[Dataset entries]
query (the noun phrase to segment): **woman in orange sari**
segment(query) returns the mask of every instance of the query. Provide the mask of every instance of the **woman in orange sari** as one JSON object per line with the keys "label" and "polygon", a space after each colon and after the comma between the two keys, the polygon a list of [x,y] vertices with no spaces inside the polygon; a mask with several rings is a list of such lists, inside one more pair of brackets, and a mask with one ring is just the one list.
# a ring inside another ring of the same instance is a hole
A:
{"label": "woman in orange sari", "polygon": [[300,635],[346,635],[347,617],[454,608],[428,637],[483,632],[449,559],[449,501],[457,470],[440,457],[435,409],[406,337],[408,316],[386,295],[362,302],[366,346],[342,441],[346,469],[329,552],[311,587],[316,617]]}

▸ Task: Retype the data in full, precisely as given.

▸ Exercise solution:
query (the noun phrase to segment): **woman in orange sari**
segment(query) returns the mask of every instance of the query. Provide the mask of every instance of the **woman in orange sari** as one JSON object per line with the keys "label" and "polygon", a space after each colon and after the comma between the two keys, the polygon a list of [x,y] vertices with no spaces inside the polygon; a mask with several rings is a list of such lists, inside one more pair of brackets, and a mask with one ring is just the one list.
# a ring inside another ring of the same instance is a hole
A:
{"label": "woman in orange sari", "polygon": [[300,635],[346,635],[347,617],[454,608],[428,637],[483,632],[449,559],[449,501],[457,470],[440,457],[435,409],[406,337],[408,316],[386,295],[362,302],[366,346],[342,441],[346,469],[329,552],[311,587],[316,617]]}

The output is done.